▶ Region labeling records
===============

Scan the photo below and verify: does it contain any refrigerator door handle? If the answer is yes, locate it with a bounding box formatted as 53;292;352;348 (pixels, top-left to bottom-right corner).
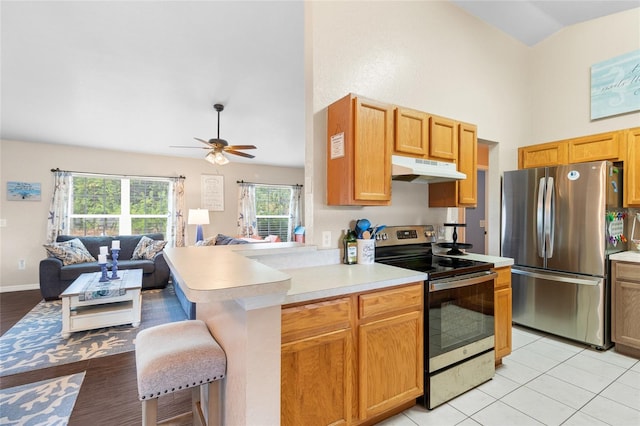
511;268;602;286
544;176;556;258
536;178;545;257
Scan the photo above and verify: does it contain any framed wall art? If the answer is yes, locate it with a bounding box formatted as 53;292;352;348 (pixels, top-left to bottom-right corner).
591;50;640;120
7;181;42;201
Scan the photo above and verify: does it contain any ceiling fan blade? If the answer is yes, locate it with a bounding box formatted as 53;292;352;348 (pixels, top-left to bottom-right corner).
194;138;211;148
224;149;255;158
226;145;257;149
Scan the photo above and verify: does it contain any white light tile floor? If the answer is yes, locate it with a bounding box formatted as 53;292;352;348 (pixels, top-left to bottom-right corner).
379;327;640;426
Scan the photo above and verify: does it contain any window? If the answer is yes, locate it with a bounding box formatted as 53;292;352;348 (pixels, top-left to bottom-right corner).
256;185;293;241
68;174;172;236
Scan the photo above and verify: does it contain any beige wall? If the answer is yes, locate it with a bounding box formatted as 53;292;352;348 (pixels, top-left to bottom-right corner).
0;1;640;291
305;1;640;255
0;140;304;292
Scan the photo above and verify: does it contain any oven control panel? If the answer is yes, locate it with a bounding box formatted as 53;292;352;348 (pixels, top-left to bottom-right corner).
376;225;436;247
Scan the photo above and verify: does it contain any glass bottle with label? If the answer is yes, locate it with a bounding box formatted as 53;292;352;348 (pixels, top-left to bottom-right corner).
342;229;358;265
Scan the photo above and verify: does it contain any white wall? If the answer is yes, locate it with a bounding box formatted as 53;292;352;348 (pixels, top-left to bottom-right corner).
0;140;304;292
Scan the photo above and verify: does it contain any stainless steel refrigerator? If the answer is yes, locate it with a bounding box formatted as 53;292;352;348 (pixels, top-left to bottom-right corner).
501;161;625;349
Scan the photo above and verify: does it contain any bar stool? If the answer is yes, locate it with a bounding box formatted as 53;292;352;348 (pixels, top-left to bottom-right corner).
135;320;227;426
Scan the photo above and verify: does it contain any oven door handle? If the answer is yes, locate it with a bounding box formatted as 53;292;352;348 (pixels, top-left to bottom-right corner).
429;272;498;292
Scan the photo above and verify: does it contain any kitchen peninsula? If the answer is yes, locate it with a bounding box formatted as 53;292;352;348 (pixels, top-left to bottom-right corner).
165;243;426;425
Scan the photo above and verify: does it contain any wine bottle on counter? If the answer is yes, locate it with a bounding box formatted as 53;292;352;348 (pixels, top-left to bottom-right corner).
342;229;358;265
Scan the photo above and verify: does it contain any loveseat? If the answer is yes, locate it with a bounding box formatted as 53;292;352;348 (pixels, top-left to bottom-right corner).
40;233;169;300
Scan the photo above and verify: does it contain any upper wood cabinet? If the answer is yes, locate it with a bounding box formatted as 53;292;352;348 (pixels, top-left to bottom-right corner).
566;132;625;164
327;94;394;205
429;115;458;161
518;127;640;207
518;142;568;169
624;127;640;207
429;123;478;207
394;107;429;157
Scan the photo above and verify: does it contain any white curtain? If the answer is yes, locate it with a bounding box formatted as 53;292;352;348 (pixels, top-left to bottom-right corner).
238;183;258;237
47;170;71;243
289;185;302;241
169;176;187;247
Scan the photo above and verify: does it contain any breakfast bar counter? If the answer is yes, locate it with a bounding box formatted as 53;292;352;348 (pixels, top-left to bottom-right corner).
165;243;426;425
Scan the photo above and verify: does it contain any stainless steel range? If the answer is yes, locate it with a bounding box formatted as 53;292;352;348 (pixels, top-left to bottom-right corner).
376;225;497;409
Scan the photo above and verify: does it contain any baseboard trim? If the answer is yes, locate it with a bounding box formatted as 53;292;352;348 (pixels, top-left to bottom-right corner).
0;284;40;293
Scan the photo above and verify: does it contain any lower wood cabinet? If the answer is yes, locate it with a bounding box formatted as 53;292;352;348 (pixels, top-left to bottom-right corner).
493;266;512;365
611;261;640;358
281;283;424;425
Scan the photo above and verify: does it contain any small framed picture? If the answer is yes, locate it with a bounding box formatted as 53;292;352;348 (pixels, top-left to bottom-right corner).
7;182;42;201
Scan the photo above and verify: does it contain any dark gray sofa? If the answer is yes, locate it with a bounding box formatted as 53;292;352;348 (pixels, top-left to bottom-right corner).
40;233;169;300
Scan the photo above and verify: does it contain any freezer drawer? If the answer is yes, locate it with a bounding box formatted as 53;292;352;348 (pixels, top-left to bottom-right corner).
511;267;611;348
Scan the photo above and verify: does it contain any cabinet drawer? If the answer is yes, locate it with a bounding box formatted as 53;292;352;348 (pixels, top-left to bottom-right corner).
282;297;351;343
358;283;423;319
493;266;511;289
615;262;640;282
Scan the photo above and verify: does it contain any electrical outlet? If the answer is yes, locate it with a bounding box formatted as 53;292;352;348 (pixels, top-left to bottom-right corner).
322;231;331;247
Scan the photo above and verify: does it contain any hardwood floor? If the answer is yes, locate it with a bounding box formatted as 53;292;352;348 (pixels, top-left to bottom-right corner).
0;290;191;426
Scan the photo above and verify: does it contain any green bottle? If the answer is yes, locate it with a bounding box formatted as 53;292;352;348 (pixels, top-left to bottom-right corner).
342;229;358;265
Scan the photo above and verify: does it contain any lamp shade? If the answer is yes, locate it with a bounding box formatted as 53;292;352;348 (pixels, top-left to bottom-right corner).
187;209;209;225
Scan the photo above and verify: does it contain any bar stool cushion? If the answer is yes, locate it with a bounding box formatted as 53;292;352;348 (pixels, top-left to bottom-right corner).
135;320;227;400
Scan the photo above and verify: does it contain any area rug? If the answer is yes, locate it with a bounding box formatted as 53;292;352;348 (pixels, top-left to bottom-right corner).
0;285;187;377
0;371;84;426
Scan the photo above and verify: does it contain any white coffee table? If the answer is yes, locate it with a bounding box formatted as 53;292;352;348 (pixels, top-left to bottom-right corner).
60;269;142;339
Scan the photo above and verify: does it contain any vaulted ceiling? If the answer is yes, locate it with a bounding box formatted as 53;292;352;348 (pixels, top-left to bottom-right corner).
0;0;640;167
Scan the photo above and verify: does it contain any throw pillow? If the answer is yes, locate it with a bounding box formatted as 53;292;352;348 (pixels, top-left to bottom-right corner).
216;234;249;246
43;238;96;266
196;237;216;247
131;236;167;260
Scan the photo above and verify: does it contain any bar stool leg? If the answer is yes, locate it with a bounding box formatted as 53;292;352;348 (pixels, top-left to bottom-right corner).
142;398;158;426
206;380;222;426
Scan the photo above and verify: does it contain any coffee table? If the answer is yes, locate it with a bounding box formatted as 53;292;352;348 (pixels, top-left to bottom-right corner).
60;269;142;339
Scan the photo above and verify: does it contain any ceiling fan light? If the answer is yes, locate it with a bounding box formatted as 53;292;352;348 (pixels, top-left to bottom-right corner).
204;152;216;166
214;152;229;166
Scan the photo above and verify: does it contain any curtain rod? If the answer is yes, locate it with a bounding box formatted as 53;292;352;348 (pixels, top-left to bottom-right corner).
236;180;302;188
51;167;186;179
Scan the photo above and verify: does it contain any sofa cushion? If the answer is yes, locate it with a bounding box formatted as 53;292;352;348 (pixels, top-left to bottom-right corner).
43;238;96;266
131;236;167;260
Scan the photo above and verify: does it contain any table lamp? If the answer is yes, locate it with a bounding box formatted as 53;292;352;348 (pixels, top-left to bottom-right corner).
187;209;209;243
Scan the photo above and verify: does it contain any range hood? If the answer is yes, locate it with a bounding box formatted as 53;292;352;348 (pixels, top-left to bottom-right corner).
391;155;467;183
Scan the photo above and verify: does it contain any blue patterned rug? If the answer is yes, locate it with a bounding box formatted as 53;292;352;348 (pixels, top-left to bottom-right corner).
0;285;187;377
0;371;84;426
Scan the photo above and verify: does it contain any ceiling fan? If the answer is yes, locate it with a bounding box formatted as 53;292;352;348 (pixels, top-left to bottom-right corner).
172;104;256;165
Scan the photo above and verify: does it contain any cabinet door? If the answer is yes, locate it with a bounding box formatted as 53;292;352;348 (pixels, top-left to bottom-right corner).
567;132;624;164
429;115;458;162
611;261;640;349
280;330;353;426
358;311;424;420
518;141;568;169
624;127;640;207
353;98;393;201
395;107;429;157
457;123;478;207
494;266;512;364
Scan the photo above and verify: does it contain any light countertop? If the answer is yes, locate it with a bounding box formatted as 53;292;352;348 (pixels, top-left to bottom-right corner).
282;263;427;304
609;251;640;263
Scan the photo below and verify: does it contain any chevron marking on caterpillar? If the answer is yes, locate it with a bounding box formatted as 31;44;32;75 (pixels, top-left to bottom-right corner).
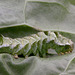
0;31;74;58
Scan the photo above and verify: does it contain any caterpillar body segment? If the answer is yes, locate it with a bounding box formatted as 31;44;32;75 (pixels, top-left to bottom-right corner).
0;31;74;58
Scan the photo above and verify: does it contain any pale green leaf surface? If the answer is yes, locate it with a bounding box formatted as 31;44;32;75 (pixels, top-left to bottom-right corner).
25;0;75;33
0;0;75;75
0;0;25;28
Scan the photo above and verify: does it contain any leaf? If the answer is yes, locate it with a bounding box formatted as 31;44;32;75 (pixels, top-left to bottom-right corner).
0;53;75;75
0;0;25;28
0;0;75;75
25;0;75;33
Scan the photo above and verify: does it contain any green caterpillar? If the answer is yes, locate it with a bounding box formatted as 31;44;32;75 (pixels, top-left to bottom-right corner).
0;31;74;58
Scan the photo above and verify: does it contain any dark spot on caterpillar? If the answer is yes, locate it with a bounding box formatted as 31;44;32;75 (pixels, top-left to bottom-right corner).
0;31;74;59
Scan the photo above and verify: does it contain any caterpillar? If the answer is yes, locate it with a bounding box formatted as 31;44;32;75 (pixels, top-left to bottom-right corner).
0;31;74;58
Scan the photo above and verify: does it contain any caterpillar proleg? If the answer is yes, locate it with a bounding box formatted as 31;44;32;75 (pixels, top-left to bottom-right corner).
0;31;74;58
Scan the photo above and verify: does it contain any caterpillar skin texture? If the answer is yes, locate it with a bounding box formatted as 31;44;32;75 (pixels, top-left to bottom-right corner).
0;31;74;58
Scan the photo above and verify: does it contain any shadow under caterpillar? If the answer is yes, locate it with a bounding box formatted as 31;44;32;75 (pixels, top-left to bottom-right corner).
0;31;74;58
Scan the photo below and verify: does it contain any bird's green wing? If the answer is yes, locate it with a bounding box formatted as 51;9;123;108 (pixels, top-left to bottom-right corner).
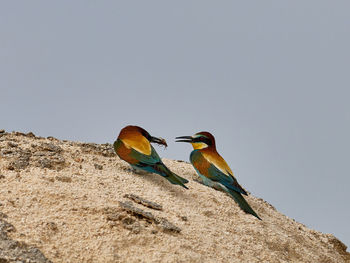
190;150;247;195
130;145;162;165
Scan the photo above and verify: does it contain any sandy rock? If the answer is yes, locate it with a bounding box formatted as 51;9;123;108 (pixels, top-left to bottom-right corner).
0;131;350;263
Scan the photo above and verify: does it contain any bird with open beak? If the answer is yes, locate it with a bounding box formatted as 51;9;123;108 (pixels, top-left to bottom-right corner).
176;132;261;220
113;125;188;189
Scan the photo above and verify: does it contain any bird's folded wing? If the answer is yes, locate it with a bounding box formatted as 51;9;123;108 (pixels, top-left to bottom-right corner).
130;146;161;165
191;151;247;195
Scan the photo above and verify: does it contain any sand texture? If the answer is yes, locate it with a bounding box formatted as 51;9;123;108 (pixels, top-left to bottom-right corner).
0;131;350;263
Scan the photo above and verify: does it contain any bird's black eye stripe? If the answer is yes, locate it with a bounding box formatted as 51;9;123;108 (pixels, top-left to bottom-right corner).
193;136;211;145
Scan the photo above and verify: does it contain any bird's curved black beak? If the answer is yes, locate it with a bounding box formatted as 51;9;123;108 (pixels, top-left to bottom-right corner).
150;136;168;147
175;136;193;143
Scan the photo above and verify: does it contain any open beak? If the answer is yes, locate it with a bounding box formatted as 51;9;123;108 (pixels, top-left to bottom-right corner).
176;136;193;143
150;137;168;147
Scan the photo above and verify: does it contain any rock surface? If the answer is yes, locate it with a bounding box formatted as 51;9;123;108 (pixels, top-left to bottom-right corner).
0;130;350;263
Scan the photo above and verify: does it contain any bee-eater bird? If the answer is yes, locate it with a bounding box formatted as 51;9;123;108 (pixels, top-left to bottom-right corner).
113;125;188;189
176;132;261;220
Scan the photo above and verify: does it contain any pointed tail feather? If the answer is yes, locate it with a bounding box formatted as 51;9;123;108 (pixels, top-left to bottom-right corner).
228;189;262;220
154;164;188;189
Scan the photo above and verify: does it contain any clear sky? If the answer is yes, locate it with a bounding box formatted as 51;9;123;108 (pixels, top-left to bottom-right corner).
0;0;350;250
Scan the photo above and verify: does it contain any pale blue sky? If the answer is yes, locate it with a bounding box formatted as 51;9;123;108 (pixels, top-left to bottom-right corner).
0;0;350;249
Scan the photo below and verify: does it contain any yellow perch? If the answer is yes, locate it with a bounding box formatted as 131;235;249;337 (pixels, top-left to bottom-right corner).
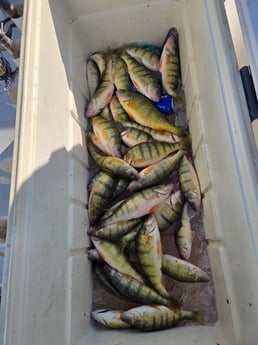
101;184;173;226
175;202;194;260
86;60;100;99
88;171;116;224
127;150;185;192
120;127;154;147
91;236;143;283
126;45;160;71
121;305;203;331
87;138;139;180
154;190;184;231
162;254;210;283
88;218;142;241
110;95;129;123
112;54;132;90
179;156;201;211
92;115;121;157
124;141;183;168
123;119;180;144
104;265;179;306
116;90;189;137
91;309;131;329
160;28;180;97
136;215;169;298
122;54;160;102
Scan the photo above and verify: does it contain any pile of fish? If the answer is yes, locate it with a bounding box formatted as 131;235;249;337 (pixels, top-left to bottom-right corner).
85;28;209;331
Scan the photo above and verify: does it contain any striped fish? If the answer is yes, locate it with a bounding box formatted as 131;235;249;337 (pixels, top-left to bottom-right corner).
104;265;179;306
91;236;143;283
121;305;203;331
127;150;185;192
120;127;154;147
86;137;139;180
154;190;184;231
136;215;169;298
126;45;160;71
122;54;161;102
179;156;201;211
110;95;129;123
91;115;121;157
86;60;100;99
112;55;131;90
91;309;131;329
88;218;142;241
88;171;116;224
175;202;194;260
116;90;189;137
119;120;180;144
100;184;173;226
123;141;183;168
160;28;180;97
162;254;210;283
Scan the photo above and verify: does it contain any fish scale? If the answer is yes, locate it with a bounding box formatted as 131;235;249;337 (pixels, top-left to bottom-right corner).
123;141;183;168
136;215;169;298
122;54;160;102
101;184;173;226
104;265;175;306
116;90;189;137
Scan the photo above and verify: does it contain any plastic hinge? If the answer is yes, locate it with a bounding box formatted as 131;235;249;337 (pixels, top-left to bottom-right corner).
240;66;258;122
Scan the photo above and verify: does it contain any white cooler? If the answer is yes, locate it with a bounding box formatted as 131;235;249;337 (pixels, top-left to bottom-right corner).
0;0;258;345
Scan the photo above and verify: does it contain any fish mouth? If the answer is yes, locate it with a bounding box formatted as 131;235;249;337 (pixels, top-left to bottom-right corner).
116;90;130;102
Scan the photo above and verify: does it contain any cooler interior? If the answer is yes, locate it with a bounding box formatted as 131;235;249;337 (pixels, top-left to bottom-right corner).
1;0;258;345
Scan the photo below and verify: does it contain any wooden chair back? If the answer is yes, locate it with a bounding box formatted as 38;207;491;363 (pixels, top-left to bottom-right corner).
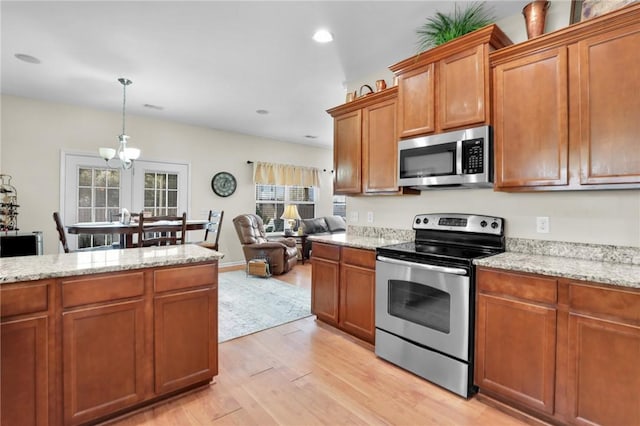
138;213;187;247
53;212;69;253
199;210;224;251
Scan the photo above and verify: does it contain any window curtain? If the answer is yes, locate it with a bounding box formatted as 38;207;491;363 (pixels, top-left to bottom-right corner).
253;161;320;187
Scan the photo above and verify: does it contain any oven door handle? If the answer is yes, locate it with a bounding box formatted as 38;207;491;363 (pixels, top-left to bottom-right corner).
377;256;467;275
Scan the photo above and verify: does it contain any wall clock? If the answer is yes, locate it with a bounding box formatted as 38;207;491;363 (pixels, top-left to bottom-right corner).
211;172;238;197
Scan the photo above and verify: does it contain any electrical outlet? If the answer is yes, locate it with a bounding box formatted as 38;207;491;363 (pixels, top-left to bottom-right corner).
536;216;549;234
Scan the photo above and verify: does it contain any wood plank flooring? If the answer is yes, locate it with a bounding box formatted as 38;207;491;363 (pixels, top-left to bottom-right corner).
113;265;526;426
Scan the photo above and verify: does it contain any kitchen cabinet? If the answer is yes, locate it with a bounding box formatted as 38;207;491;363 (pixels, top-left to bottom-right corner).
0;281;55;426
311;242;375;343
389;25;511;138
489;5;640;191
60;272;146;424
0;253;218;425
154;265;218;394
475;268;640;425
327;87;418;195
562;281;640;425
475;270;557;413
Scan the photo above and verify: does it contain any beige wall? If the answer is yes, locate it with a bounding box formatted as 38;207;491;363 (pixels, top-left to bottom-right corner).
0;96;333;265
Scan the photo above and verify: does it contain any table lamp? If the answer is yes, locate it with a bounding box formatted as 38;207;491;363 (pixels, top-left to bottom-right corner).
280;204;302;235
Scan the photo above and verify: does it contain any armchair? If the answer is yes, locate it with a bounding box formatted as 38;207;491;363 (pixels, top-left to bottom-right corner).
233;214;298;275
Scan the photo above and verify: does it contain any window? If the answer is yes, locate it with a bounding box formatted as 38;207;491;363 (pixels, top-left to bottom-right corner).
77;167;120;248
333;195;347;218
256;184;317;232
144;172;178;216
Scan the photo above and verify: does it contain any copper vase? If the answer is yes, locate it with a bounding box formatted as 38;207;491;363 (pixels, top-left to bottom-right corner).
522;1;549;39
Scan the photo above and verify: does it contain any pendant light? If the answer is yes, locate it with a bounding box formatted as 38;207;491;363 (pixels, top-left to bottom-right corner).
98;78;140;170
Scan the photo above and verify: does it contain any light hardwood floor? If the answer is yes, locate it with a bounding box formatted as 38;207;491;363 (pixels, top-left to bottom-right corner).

===============

▶ EXERCISE
Reproduce the items from the very beginning through the line that contains "536;178;545;257", leaving out the pictures.

▶ ANSWER
Scan the photo below and verify: does it contain any refrigerator door handle? If the answer is yes, locate it with a bounding box formatted as 53;292;352;348 (pixels, top-left to bottom-right corner).
511;268;602;286
544;176;556;258
536;178;545;257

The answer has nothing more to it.